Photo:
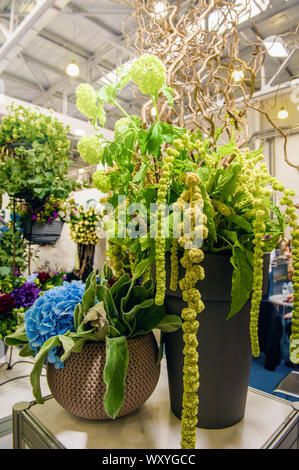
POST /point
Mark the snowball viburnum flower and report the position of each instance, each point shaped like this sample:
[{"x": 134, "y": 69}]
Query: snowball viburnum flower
[
  {"x": 87, "y": 100},
  {"x": 149, "y": 74}
]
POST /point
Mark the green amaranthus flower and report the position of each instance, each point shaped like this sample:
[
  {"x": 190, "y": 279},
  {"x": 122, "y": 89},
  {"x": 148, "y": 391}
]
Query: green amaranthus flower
[{"x": 90, "y": 149}]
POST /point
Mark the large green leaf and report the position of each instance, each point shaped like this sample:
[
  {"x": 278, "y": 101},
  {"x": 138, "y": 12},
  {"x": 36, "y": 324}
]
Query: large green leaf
[
  {"x": 71, "y": 344},
  {"x": 117, "y": 360},
  {"x": 89, "y": 296},
  {"x": 242, "y": 280},
  {"x": 37, "y": 368},
  {"x": 146, "y": 319}
]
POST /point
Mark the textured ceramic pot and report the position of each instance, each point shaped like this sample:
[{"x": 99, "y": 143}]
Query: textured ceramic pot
[
  {"x": 224, "y": 347},
  {"x": 79, "y": 387}
]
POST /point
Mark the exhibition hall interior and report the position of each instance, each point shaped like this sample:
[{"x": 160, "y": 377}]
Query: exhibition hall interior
[{"x": 149, "y": 235}]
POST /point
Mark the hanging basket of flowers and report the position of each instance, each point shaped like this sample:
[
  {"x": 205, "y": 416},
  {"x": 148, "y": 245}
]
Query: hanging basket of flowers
[
  {"x": 34, "y": 156},
  {"x": 43, "y": 224},
  {"x": 213, "y": 214},
  {"x": 102, "y": 357}
]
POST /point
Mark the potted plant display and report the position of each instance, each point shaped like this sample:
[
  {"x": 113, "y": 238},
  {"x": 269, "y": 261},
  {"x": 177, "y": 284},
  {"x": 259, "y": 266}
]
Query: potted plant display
[
  {"x": 43, "y": 224},
  {"x": 102, "y": 357},
  {"x": 83, "y": 227},
  {"x": 34, "y": 160},
  {"x": 12, "y": 245},
  {"x": 197, "y": 211},
  {"x": 18, "y": 294}
]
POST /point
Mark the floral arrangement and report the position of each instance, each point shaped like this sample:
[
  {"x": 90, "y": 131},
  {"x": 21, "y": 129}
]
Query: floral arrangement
[
  {"x": 34, "y": 161},
  {"x": 64, "y": 318},
  {"x": 53, "y": 209},
  {"x": 83, "y": 226},
  {"x": 12, "y": 245},
  {"x": 18, "y": 294},
  {"x": 160, "y": 163}
]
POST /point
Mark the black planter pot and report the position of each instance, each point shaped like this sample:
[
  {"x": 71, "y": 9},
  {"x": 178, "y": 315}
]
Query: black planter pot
[
  {"x": 224, "y": 347},
  {"x": 86, "y": 261},
  {"x": 42, "y": 233}
]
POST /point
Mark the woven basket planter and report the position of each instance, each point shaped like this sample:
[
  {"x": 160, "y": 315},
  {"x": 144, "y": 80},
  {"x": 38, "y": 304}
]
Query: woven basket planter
[{"x": 79, "y": 387}]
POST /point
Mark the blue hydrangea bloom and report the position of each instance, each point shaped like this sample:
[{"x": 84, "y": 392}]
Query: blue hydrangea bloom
[
  {"x": 32, "y": 278},
  {"x": 52, "y": 315}
]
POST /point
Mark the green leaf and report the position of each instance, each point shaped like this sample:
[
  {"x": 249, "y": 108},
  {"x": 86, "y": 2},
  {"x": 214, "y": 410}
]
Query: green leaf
[
  {"x": 107, "y": 93},
  {"x": 18, "y": 338},
  {"x": 227, "y": 180},
  {"x": 242, "y": 280},
  {"x": 117, "y": 360},
  {"x": 37, "y": 368},
  {"x": 241, "y": 222},
  {"x": 209, "y": 211},
  {"x": 71, "y": 344},
  {"x": 142, "y": 138},
  {"x": 170, "y": 323},
  {"x": 78, "y": 316},
  {"x": 123, "y": 280},
  {"x": 26, "y": 351}
]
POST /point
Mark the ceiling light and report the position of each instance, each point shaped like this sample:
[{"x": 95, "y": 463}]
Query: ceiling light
[
  {"x": 73, "y": 69},
  {"x": 78, "y": 132},
  {"x": 238, "y": 75},
  {"x": 276, "y": 47},
  {"x": 282, "y": 113}
]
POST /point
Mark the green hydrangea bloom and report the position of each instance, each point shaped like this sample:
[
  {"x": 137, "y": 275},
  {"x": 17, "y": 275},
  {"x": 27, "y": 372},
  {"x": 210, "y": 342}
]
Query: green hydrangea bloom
[
  {"x": 101, "y": 181},
  {"x": 121, "y": 128},
  {"x": 90, "y": 149},
  {"x": 149, "y": 74},
  {"x": 87, "y": 100}
]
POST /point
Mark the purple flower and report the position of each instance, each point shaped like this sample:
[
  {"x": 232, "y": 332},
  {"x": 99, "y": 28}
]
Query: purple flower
[{"x": 26, "y": 295}]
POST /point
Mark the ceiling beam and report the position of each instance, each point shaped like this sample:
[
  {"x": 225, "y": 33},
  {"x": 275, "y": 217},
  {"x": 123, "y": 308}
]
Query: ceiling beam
[
  {"x": 65, "y": 43},
  {"x": 43, "y": 13}
]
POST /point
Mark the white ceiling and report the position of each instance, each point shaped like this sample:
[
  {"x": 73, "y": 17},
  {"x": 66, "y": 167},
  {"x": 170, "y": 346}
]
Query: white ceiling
[{"x": 90, "y": 32}]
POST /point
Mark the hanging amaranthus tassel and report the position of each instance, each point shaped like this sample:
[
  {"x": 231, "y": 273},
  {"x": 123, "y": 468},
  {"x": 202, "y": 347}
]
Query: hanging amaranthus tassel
[
  {"x": 194, "y": 273},
  {"x": 174, "y": 277}
]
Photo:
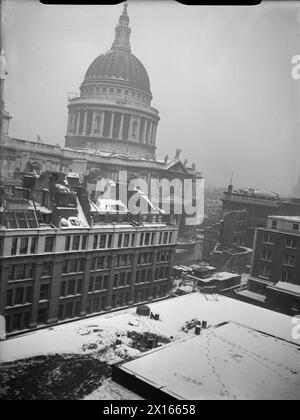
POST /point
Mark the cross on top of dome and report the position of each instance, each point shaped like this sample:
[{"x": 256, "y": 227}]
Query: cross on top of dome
[{"x": 122, "y": 37}]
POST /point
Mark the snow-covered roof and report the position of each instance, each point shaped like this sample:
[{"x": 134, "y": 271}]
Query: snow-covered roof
[
  {"x": 286, "y": 287},
  {"x": 228, "y": 362}
]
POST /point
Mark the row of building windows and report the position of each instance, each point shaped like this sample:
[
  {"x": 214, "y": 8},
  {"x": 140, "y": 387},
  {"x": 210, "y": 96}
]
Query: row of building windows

***

Instructions to follow — The response should reproduce all the material above exactly and leave out its pictures.

Task result —
Photo:
POST /point
Mark the snowball viburnum flower and report the position of each instance, each point shaped like this sample:
[{"x": 134, "y": 69}]
Query: snowball viburnum flower
[
  {"x": 87, "y": 100},
  {"x": 149, "y": 74}
]
POST /point
Mark the green amaranthus flower and report the position of each instance, each point shaped like this sample:
[
  {"x": 190, "y": 279},
  {"x": 122, "y": 89},
  {"x": 148, "y": 391}
]
Query: green amaranthus flower
[{"x": 90, "y": 149}]
POST /point
Mark the large green leaf and report the position of each instance, each point shaped like this sample:
[
  {"x": 278, "y": 101},
  {"x": 138, "y": 12},
  {"x": 36, "y": 324}
]
Query: large green leaf
[
  {"x": 71, "y": 344},
  {"x": 117, "y": 360},
  {"x": 89, "y": 296},
  {"x": 242, "y": 280},
  {"x": 37, "y": 368},
  {"x": 146, "y": 319}
]
POST /point
Mark the textured ceramic pot and report the position of each instance, each point shaped like this sample:
[{"x": 99, "y": 143}]
Query: textured ceramic pot
[
  {"x": 224, "y": 347},
  {"x": 79, "y": 387}
]
POST /point
Mark the exhibition hall interior and report the position of each instance, each point shaped like this sample:
[{"x": 160, "y": 377}]
Query: exhibition hall interior
[{"x": 149, "y": 235}]
POST /point
Mark the hanging basket of flowers and report the position of each instance, each point shaped like this sample:
[
  {"x": 205, "y": 416},
  {"x": 148, "y": 245}
]
Query: hanging basket of flowers
[
  {"x": 34, "y": 156},
  {"x": 43, "y": 224},
  {"x": 213, "y": 214},
  {"x": 102, "y": 357}
]
POST /point
Mark the potted plant display and report the position of each instance, each point shaped like this sample:
[
  {"x": 113, "y": 238},
  {"x": 269, "y": 261},
  {"x": 177, "y": 284},
  {"x": 259, "y": 266}
]
Query: potted plant display
[
  {"x": 43, "y": 224},
  {"x": 102, "y": 357},
  {"x": 83, "y": 227},
  {"x": 34, "y": 160},
  {"x": 12, "y": 245},
  {"x": 197, "y": 211},
  {"x": 18, "y": 294}
]
POST /point
Mark the floral arrangement and report the position of each instance, each point shaped like this sample:
[
  {"x": 90, "y": 131},
  {"x": 21, "y": 129}
]
Query: floral arrangement
[
  {"x": 34, "y": 161},
  {"x": 64, "y": 318},
  {"x": 53, "y": 209},
  {"x": 83, "y": 226},
  {"x": 12, "y": 245},
  {"x": 18, "y": 294},
  {"x": 160, "y": 163}
]
POST /point
Mark the black planter pot and report the position of each instance, each point shaped like this sample:
[
  {"x": 71, "y": 9},
  {"x": 178, "y": 315}
]
Query: black planter pot
[
  {"x": 224, "y": 347},
  {"x": 86, "y": 261},
  {"x": 42, "y": 233}
]
POST /point
Mark the woven basket planter and report the position of each instance, each point shaped like this sample:
[
  {"x": 160, "y": 315},
  {"x": 144, "y": 80},
  {"x": 38, "y": 304}
]
Query: woven basket planter
[{"x": 79, "y": 387}]
POST /point
Mark the blue hydrangea bloom and report the position of each instance, each point shaped like this sample:
[{"x": 84, "y": 392}]
Query: blue hydrangea bloom
[
  {"x": 32, "y": 278},
  {"x": 52, "y": 315}
]
POST /point
Mark the green leaf and report the position of each instance, each point shaped like this sample:
[
  {"x": 249, "y": 108},
  {"x": 86, "y": 2},
  {"x": 214, "y": 410}
]
Query: green leaf
[
  {"x": 107, "y": 93},
  {"x": 18, "y": 338},
  {"x": 227, "y": 180},
  {"x": 242, "y": 280},
  {"x": 117, "y": 360},
  {"x": 37, "y": 368},
  {"x": 241, "y": 222},
  {"x": 209, "y": 211},
  {"x": 71, "y": 344},
  {"x": 142, "y": 138},
  {"x": 170, "y": 323},
  {"x": 78, "y": 316},
  {"x": 123, "y": 280},
  {"x": 26, "y": 351}
]
POST /point
Mark the ceiling light and report the position of each instance, each point shaped like this sample:
[{"x": 95, "y": 463}]
Query: ceiling light
[
  {"x": 73, "y": 69},
  {"x": 78, "y": 132},
  {"x": 238, "y": 75},
  {"x": 276, "y": 47},
  {"x": 282, "y": 113}
]
POST /point
Mark the green hydrangea bloom and report the position of each instance, each point shaped like this sample:
[
  {"x": 137, "y": 275},
  {"x": 17, "y": 275},
  {"x": 27, "y": 372},
  {"x": 210, "y": 342}
]
Query: green hydrangea bloom
[
  {"x": 101, "y": 181},
  {"x": 121, "y": 128},
  {"x": 90, "y": 149},
  {"x": 149, "y": 74},
  {"x": 87, "y": 100}
]
POST /point
Mark the purple flower and report the position of each instance, each point shaped like this sample:
[
  {"x": 232, "y": 332},
  {"x": 99, "y": 28}
]
Query: purple flower
[{"x": 26, "y": 295}]
POST /point
Mark the ceiling beam and report the position of each instance, each point shaped like this sample:
[
  {"x": 225, "y": 33},
  {"x": 275, "y": 217},
  {"x": 123, "y": 308}
]
Query: ceiling beam
[
  {"x": 65, "y": 43},
  {"x": 43, "y": 13}
]
POST /point
Mark the white ceiling and report the position of each instance, each point shaped like this sample:
[
  {"x": 73, "y": 17},
  {"x": 66, "y": 167},
  {"x": 170, "y": 346}
]
Query: white ceiling
[{"x": 90, "y": 32}]
POST /point
Mark the hanging amaranthus tassel and report the position of each instance, each point shaped like this sample:
[
  {"x": 231, "y": 273},
  {"x": 123, "y": 468},
  {"x": 202, "y": 347}
]
Query: hanging amaranthus tassel
[
  {"x": 194, "y": 273},
  {"x": 174, "y": 277}
]
Photo:
POST /point
Mark the cross on top of dome and report the position of each instance, each point shaped like this sample:
[{"x": 256, "y": 227}]
Query: cross on top of dome
[{"x": 122, "y": 37}]
POST /point
Mark the snow-covered roof and report the position of each instance, each point shaped like this sample:
[{"x": 134, "y": 271}]
Query: snow-covered roof
[
  {"x": 286, "y": 287},
  {"x": 228, "y": 362}
]
POST /point
Mark the row of building windows and report the position of each instance, each point shaped like this sample:
[
  {"x": 214, "y": 8},
  {"x": 140, "y": 387},
  {"x": 210, "y": 96}
]
Query: row of building windows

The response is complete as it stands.